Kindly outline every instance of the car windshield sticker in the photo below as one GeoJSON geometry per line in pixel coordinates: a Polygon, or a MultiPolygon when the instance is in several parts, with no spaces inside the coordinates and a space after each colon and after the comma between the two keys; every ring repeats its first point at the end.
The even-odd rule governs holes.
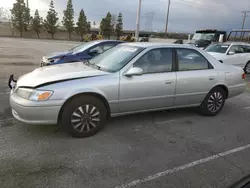
{"type": "Polygon", "coordinates": [[[123,48],[123,51],[126,51],[126,52],[135,52],[137,50],[137,48],[123,48]]]}

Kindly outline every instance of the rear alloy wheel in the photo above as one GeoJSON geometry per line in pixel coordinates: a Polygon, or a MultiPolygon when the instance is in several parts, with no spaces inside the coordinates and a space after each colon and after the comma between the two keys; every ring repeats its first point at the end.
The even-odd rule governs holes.
{"type": "Polygon", "coordinates": [[[225,92],[222,88],[212,89],[204,101],[202,102],[200,108],[201,113],[206,116],[215,116],[218,114],[225,104],[225,92]]]}
{"type": "Polygon", "coordinates": [[[80,96],[67,103],[62,112],[62,125],[73,137],[96,134],[106,124],[107,110],[96,97],[80,96]]]}
{"type": "Polygon", "coordinates": [[[246,74],[250,74],[250,61],[247,62],[244,71],[246,74]]]}

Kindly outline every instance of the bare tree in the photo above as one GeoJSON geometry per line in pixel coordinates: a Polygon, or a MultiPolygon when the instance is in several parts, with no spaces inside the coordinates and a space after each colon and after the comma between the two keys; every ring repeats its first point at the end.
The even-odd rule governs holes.
{"type": "Polygon", "coordinates": [[[10,12],[3,7],[0,7],[0,22],[6,22],[11,19],[10,12]]]}

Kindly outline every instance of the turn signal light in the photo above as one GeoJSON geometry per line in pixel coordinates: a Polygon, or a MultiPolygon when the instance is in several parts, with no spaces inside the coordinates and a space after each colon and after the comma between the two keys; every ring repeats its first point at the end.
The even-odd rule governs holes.
{"type": "Polygon", "coordinates": [[[243,79],[243,80],[246,79],[246,74],[245,74],[245,73],[242,74],[242,79],[243,79]]]}
{"type": "Polygon", "coordinates": [[[46,91],[38,95],[38,100],[39,101],[47,100],[50,96],[51,96],[51,92],[46,91]]]}

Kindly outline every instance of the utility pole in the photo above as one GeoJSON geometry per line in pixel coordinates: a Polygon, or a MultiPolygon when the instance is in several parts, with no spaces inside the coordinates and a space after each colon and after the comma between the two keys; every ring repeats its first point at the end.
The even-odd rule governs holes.
{"type": "Polygon", "coordinates": [[[242,13],[244,14],[243,22],[242,22],[242,29],[244,29],[247,13],[249,13],[249,12],[250,11],[242,11],[242,13]]]}
{"type": "Polygon", "coordinates": [[[166,19],[165,38],[167,38],[167,33],[168,33],[169,9],[170,9],[170,0],[168,0],[168,12],[167,12],[167,19],[166,19]]]}
{"type": "Polygon", "coordinates": [[[136,31],[135,39],[139,41],[139,32],[140,32],[140,17],[141,17],[141,0],[138,0],[138,9],[137,9],[137,18],[136,18],[136,31]]]}

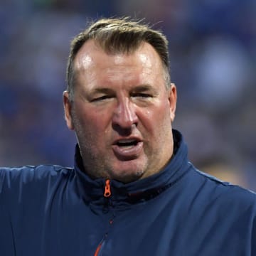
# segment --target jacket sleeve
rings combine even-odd
[[[256,256],[256,214],[252,224],[252,256]]]
[[[4,178],[4,170],[0,169],[0,254],[1,256],[15,256],[11,220],[5,202]]]

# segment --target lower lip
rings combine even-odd
[[[134,158],[139,155],[143,148],[143,142],[138,142],[135,146],[119,146],[112,145],[114,153],[119,157]]]

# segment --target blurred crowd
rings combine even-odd
[[[70,42],[92,19],[145,18],[169,41],[174,128],[201,170],[256,191],[255,0],[1,0],[0,166],[72,166],[62,92]]]

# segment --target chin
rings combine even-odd
[[[119,171],[115,174],[113,174],[113,179],[124,183],[127,183],[133,181],[136,181],[142,178],[144,174],[143,171]]]

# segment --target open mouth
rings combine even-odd
[[[137,138],[120,139],[113,144],[112,149],[119,159],[130,160],[142,154],[143,142]]]
[[[122,139],[117,142],[116,144],[118,146],[136,146],[139,143],[137,139]]]

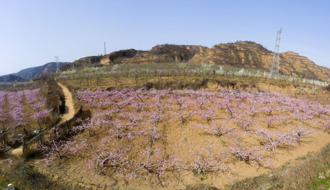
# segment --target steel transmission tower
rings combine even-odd
[[[104,42],[104,55],[107,55],[107,51],[105,51],[105,42]]]
[[[60,70],[60,56],[56,57],[54,56],[54,57],[55,58],[55,61],[56,62],[56,72],[57,73]]]
[[[274,50],[274,56],[273,57],[273,61],[270,66],[270,72],[278,75],[280,73],[280,40],[281,39],[281,32],[282,27],[277,31],[276,41],[275,42],[275,50]]]

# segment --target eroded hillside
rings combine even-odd
[[[187,61],[269,70],[273,53],[255,42],[238,41],[220,44],[212,48],[199,45],[165,44],[149,51],[121,50],[104,56],[92,56],[75,61],[74,67],[115,64],[145,64]],[[319,66],[307,58],[289,51],[281,53],[280,72],[295,76],[330,81],[330,69]]]

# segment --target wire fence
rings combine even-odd
[[[46,175],[29,167],[23,166],[22,169],[24,186],[27,189],[72,190],[69,185],[59,184]]]

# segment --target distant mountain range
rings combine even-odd
[[[59,66],[60,67],[71,63],[70,62],[60,62]],[[50,62],[41,66],[24,69],[16,73],[0,76],[0,83],[23,82],[31,78],[31,73],[34,77],[38,77],[43,73],[56,72],[56,63]]]
[[[251,41],[215,45],[212,48],[200,45],[158,45],[149,51],[134,49],[114,52],[102,56],[81,58],[66,65],[67,69],[114,64],[175,63],[189,61],[203,64],[269,71],[274,53]],[[281,73],[330,82],[330,69],[318,65],[306,57],[292,51],[280,53]]]

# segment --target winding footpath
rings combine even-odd
[[[58,83],[58,85],[62,89],[65,98],[65,108],[63,116],[60,118],[58,125],[60,125],[66,121],[73,117],[75,115],[75,107],[72,98],[72,94],[68,88]],[[13,150],[10,153],[17,156],[21,156],[23,154],[23,145],[16,149]]]
[[[63,116],[61,118],[58,125],[69,120],[73,117],[75,115],[75,107],[72,98],[72,94],[66,87],[62,85],[59,83],[57,83],[62,89],[65,100],[65,110]]]

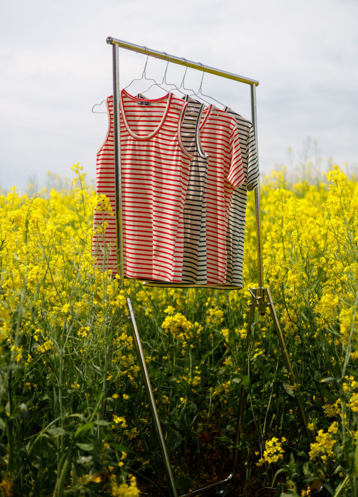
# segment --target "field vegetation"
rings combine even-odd
[[[243,387],[237,474],[221,495],[314,495],[322,485],[319,495],[358,497],[355,177],[306,164],[293,181],[284,170],[262,180],[264,285],[292,384],[270,313],[255,314],[245,347],[253,193],[242,290],[126,280],[120,291],[91,255],[106,199],[73,169],[60,189],[0,195],[0,495],[167,497],[129,296],[180,494],[230,472]]]

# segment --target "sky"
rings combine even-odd
[[[263,175],[307,160],[356,171],[357,19],[358,0],[0,0],[0,188],[72,177],[79,162],[95,178],[107,118],[93,108],[113,93],[108,36],[258,80]],[[147,57],[119,57],[121,87],[148,88]],[[167,65],[149,57],[146,77],[160,82],[166,68],[180,86],[185,68]],[[200,83],[208,101],[251,119],[249,85],[188,69],[184,86]]]

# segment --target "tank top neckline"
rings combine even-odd
[[[149,102],[162,102],[167,100],[167,105],[164,109],[164,112],[163,114],[162,119],[161,119],[160,122],[156,127],[156,128],[153,130],[151,133],[149,133],[148,135],[138,135],[135,133],[130,128],[128,123],[127,120],[127,118],[126,117],[125,112],[123,108],[123,95],[124,95],[125,97],[128,98],[130,100],[132,100],[135,102],[143,102],[143,101],[149,101]],[[168,112],[169,111],[169,107],[170,106],[170,102],[171,102],[171,97],[172,96],[172,93],[169,93],[166,95],[165,95],[163,97],[161,97],[160,98],[155,99],[149,99],[149,98],[138,98],[137,97],[133,96],[132,95],[130,95],[128,92],[126,91],[123,88],[123,90],[121,91],[121,98],[120,98],[120,108],[121,108],[121,114],[122,115],[122,119],[123,120],[123,122],[124,123],[124,126],[125,126],[126,129],[133,138],[135,138],[137,140],[148,140],[149,138],[152,138],[156,133],[159,131],[160,129],[162,128],[164,121],[168,115]]]

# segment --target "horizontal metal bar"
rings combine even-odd
[[[172,62],[174,64],[185,66],[186,67],[190,67],[192,69],[198,69],[200,71],[204,71],[210,74],[215,74],[216,76],[220,76],[222,77],[227,78],[229,79],[239,81],[241,83],[246,83],[248,85],[255,85],[255,86],[257,86],[259,84],[258,81],[257,81],[256,79],[252,79],[251,78],[245,78],[243,76],[239,76],[238,74],[234,74],[232,73],[227,72],[226,71],[221,71],[221,69],[217,69],[214,67],[210,67],[210,66],[205,66],[200,63],[193,62],[192,60],[187,60],[184,57],[181,58],[180,57],[171,55],[169,54],[166,53],[165,52],[159,52],[158,50],[153,50],[150,48],[147,48],[147,47],[141,47],[140,45],[136,45],[133,43],[130,43],[129,42],[123,42],[123,40],[117,39],[116,38],[113,38],[111,36],[108,36],[107,38],[106,41],[109,45],[117,44],[122,48],[125,48],[128,50],[131,50],[132,52],[146,54],[150,57],[155,57],[156,58],[168,60],[169,62]]]

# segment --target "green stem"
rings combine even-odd
[[[349,475],[347,474],[346,478],[343,480],[343,481],[341,484],[341,485],[339,486],[338,488],[337,488],[337,492],[333,495],[333,497],[338,497],[338,495],[339,495],[339,494],[341,493],[342,491],[343,490],[344,487],[347,485],[347,483],[348,483],[348,481],[349,480]]]
[[[63,465],[61,468],[59,476],[58,474],[57,475],[57,481],[56,483],[53,497],[62,497],[63,486],[66,481],[67,474],[71,466],[74,450],[74,449],[72,447],[70,447],[69,449],[68,453],[63,463]]]

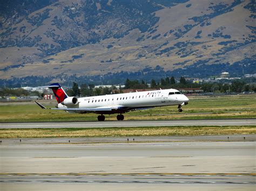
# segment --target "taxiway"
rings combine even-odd
[[[256,125],[256,119],[1,123],[0,129]]]

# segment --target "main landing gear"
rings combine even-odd
[[[181,105],[178,105],[178,111],[182,112],[183,110],[181,109]]]
[[[105,121],[105,116],[103,115],[99,115],[98,116],[98,121],[100,122],[103,122],[103,121]]]
[[[118,115],[117,116],[117,119],[118,121],[123,121],[124,119],[124,116],[122,114]]]

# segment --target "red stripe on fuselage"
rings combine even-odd
[[[58,103],[62,102],[67,97],[62,88],[52,88],[52,91]]]

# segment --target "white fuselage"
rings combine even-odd
[[[105,107],[140,108],[179,105],[188,98],[174,89],[78,98],[78,104],[68,108]]]

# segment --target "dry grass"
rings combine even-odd
[[[155,108],[125,114],[125,120],[199,119],[256,118],[256,96],[242,95],[222,96],[188,96],[189,104],[183,112],[177,106]],[[47,107],[54,107],[55,100],[40,101]],[[69,114],[45,110],[33,102],[0,103],[0,122],[96,121],[94,114]],[[106,120],[116,120],[116,115],[105,115]]]
[[[256,126],[0,129],[1,138],[255,134]]]

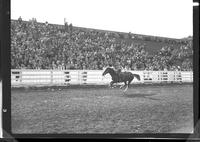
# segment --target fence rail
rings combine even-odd
[[[139,74],[132,83],[193,82],[193,72],[187,71],[131,71]],[[11,86],[17,85],[103,85],[111,81],[110,75],[102,76],[103,70],[11,70]]]

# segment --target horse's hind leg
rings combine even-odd
[[[113,83],[114,83],[114,81],[110,82],[110,85],[109,85],[110,88],[113,88]]]
[[[125,83],[125,85],[124,86],[126,86],[126,88],[124,89],[124,92],[126,92],[127,91],[127,89],[128,89],[128,84],[126,83],[126,82],[124,82]]]

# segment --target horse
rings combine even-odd
[[[110,82],[110,87],[113,88],[114,83],[124,82],[124,85],[120,86],[120,89],[126,86],[124,92],[126,92],[134,77],[137,78],[137,80],[140,80],[140,76],[138,74],[133,74],[127,71],[117,72],[111,67],[107,67],[103,72],[102,76],[105,76],[107,73],[109,73],[110,76],[112,77],[112,81]]]

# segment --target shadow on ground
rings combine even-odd
[[[146,98],[146,99],[151,99],[151,100],[160,100],[157,98],[152,98],[151,96],[157,95],[155,93],[124,93],[122,97],[127,97],[127,98]]]

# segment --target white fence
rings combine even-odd
[[[139,74],[132,83],[193,82],[193,72],[186,71],[131,71]],[[103,85],[111,76],[102,76],[103,70],[11,70],[11,86],[17,85]]]

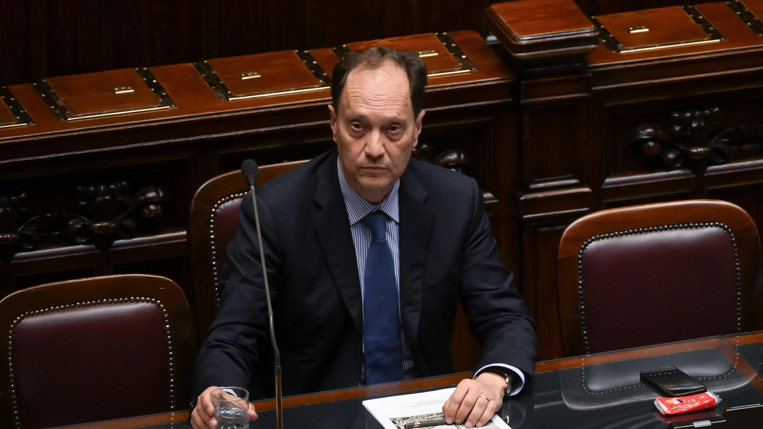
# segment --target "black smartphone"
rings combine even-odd
[[[681,369],[668,365],[657,369],[642,371],[641,379],[664,396],[688,396],[707,392],[707,387]]]

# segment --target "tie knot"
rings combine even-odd
[[[365,225],[371,230],[371,237],[374,241],[385,240],[387,236],[385,234],[387,231],[387,218],[384,213],[374,211],[363,218]]]

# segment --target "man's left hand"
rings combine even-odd
[[[473,380],[461,380],[443,405],[445,421],[467,427],[481,427],[504,404],[506,380],[495,373],[482,373]]]

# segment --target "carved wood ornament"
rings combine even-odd
[[[763,156],[763,124],[720,131],[720,108],[672,111],[668,125],[647,124],[631,133],[626,156],[631,166],[671,170],[685,166],[702,176],[710,165]]]
[[[18,252],[64,244],[92,244],[107,250],[114,240],[157,231],[167,200],[164,191],[147,186],[130,197],[128,190],[126,181],[78,185],[76,213],[31,218],[26,192],[0,197],[0,260],[7,263]]]

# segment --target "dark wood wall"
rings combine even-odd
[[[602,15],[711,0],[576,0]],[[488,28],[492,0],[0,0],[0,85]]]
[[[490,0],[0,0],[0,85],[455,30]]]

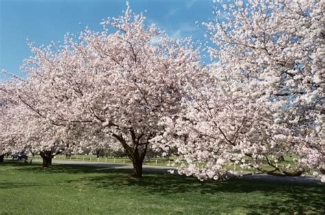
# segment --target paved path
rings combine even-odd
[[[34,159],[34,161],[36,162],[40,162],[42,160],[39,159]],[[133,166],[130,164],[110,164],[110,163],[102,163],[102,162],[78,162],[78,161],[70,161],[70,160],[53,160],[53,163],[62,164],[73,164],[73,165],[82,165],[94,167],[106,167],[112,168],[122,168],[122,169],[132,169]],[[148,166],[143,165],[143,170],[147,171],[154,171],[160,173],[168,173],[169,170],[176,170],[176,168],[171,166]],[[316,178],[313,176],[306,175],[306,176],[298,176],[298,177],[277,177],[273,175],[269,175],[267,174],[258,174],[252,175],[245,175],[242,178],[251,179],[260,179],[267,181],[289,181],[289,182],[298,182],[302,184],[324,184],[320,181],[319,178]]]

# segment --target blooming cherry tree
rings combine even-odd
[[[27,80],[11,92],[40,121],[32,123],[40,138],[44,131],[55,137],[49,147],[122,147],[132,175],[142,176],[149,140],[161,130],[162,117],[182,108],[186,77],[200,60],[189,39],[169,38],[145,21],[128,5],[124,16],[102,22],[101,32],[67,36],[62,47],[31,44]]]
[[[229,171],[235,164],[278,176],[325,174],[324,7],[216,2],[215,20],[204,24],[215,62],[189,86],[187,110],[165,118],[166,131],[155,139],[178,149],[186,162],[181,174],[243,174]]]

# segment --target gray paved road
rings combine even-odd
[[[40,160],[35,159],[34,160],[36,162],[40,162]],[[95,167],[106,167],[112,168],[122,168],[122,169],[132,169],[132,165],[129,164],[108,164],[101,162],[77,162],[77,161],[69,161],[69,160],[53,160],[53,163],[55,164],[73,164],[73,165],[82,165]],[[148,166],[143,165],[143,170],[147,171],[155,171],[161,173],[168,173],[169,170],[176,170],[175,167],[169,166]],[[311,175],[299,176],[299,177],[276,177],[269,175],[266,174],[252,175],[243,176],[245,179],[260,179],[260,180],[267,180],[267,181],[289,181],[289,182],[298,182],[303,184],[315,183],[322,184],[320,179]]]

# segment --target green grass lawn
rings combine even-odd
[[[324,185],[193,177],[73,165],[0,164],[0,214],[322,214]]]

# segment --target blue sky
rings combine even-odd
[[[212,0],[130,0],[134,12],[145,12],[148,23],[176,38],[192,36],[205,41],[195,23],[213,17]],[[36,45],[62,40],[86,26],[101,30],[99,23],[121,14],[123,0],[0,0],[0,69],[19,74],[23,60],[31,55],[26,38]]]

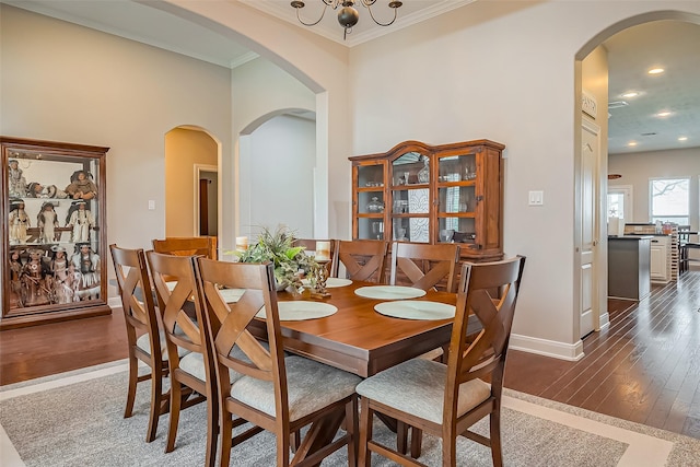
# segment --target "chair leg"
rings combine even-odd
[[[219,411],[219,422],[221,443],[219,444],[219,466],[229,467],[231,464],[231,448],[233,447],[233,416],[225,412],[224,409]]]
[[[370,409],[370,401],[363,397],[360,401],[360,455],[358,456],[358,466],[371,467],[372,453],[369,450],[369,443],[372,441],[372,421],[373,411]]]
[[[213,467],[217,462],[217,440],[219,439],[219,405],[215,395],[207,397],[207,455],[205,465]]]
[[[346,405],[346,431],[350,435],[348,440],[348,466],[354,467],[358,465],[358,447],[359,447],[359,434],[360,425],[358,422],[358,396],[353,395],[352,399]]]
[[[179,422],[179,410],[182,405],[182,386],[178,381],[173,378],[171,373],[171,418],[167,428],[167,442],[165,452],[172,453],[175,448],[175,437],[177,436],[177,423]]]
[[[136,385],[139,383],[139,361],[129,351],[129,385],[127,388],[127,407],[124,409],[124,418],[128,419],[133,413],[136,400]]]
[[[155,440],[158,421],[161,417],[161,400],[163,399],[163,377],[161,371],[151,370],[151,413],[149,416],[149,431],[145,442]]]
[[[409,425],[405,422],[396,421],[396,451],[406,454],[408,451],[408,430]]]
[[[503,466],[503,454],[501,452],[501,408],[495,407],[491,412],[490,423],[491,425],[491,458],[493,459],[493,467]]]
[[[417,459],[421,454],[421,445],[423,444],[423,430],[411,427],[411,457]]]

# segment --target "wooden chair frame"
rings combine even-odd
[[[160,416],[170,408],[170,394],[163,393],[163,378],[167,376],[167,360],[163,359],[160,338],[159,315],[155,311],[151,279],[149,277],[143,249],[120,248],[109,245],[117,278],[117,287],[121,299],[129,343],[129,385],[127,405],[124,417],[133,412],[136,388],[138,383],[151,381],[151,410],[145,441],[155,440]],[[151,352],[137,346],[140,336],[147,334]],[[151,369],[148,374],[139,376],[139,360]]]
[[[425,431],[442,437],[443,466],[456,465],[458,435],[490,447],[493,465],[502,466],[500,420],[503,371],[524,266],[525,258],[522,256],[503,261],[463,266],[457,311],[450,342],[442,423],[431,422],[362,397],[359,465],[370,466],[371,453],[374,452],[404,466],[421,466],[422,464],[415,458],[420,456],[420,441],[422,432]],[[494,291],[498,291],[498,294],[493,294]],[[482,325],[481,331],[472,340],[467,338],[470,312],[477,315]],[[471,410],[457,417],[459,386],[485,376],[490,378],[490,396]],[[372,421],[375,412],[396,418],[413,427],[415,437],[411,440],[413,458],[381,445],[372,439]],[[486,416],[490,416],[490,437],[468,430]]]
[[[175,448],[180,410],[207,401],[206,465],[213,466],[219,427],[218,399],[215,386],[207,383],[213,381],[213,369],[209,361],[209,339],[205,327],[200,325],[203,317],[196,306],[198,289],[192,266],[195,257],[148,252],[147,258],[165,334],[171,375],[171,417],[165,452]],[[171,290],[167,282],[173,280],[177,283]],[[191,310],[195,310],[196,318],[192,318]],[[178,347],[202,354],[206,381],[179,367]]]
[[[457,291],[457,265],[459,245],[443,243],[395,242],[392,246],[392,275],[389,283],[397,284],[398,275],[404,273],[410,285],[422,290],[438,290],[444,287],[447,292]],[[445,281],[444,285],[441,284]]]
[[[219,257],[215,236],[154,238],[152,244],[155,253],[175,256],[205,256],[210,259]]]
[[[290,447],[303,427],[311,424],[306,436],[295,450],[291,465],[304,467],[318,465],[323,458],[348,446],[349,465],[355,465],[358,433],[358,399],[352,394],[313,413],[292,420],[288,404],[288,383],[281,326],[277,307],[275,271],[272,264],[243,264],[198,259],[199,288],[202,308],[206,308],[207,326],[211,336],[213,360],[219,394],[219,420],[222,441],[220,465],[229,466],[231,450],[264,430],[277,437],[277,465],[290,465]],[[235,304],[228,304],[219,293],[219,287],[245,289]],[[269,350],[246,329],[258,311],[265,306]],[[233,353],[234,347],[245,357]],[[301,359],[300,357],[292,357]],[[272,384],[275,389],[275,416],[254,408],[231,396],[229,372],[233,370],[247,377]],[[236,383],[233,385],[235,386]],[[232,416],[238,416],[255,427],[234,437],[231,436]],[[337,431],[346,418],[347,433],[337,440],[323,441],[324,433]],[[335,428],[335,429],[334,429]],[[332,441],[326,445],[326,442]]]
[[[385,282],[385,264],[388,243],[376,240],[336,241],[330,276],[337,278],[340,265],[347,278],[357,281]]]

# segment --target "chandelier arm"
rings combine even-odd
[[[302,17],[299,14],[299,10],[301,10],[301,8],[295,8],[295,10],[296,10],[296,20],[299,20],[299,22],[302,23],[304,26],[315,26],[316,24],[320,23],[320,20],[323,20],[324,15],[326,14],[326,9],[330,4],[330,3],[327,3],[326,0],[322,0],[322,1],[324,2],[324,11],[320,12],[320,17],[318,20],[316,20],[316,22],[314,22],[314,23],[304,22],[304,20],[302,20]],[[332,0],[329,0],[329,1],[332,1]]]
[[[374,0],[374,1],[376,1],[376,0]],[[374,3],[374,1],[372,3]],[[392,21],[389,21],[388,23],[380,23],[378,21],[376,21],[376,17],[374,17],[374,14],[372,13],[372,9],[370,8],[370,4],[366,4],[364,2],[364,0],[362,0],[362,4],[364,4],[366,7],[368,11],[370,12],[370,17],[372,17],[372,21],[374,21],[380,26],[390,26],[396,21],[396,16],[397,16],[397,9],[396,8],[393,9],[394,10],[394,19]]]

----

Exercise: Report every line of the records above that contains the word "horse", copying each such line in full.

Final result:
# segment --target horse's hind leg
# segment --target horse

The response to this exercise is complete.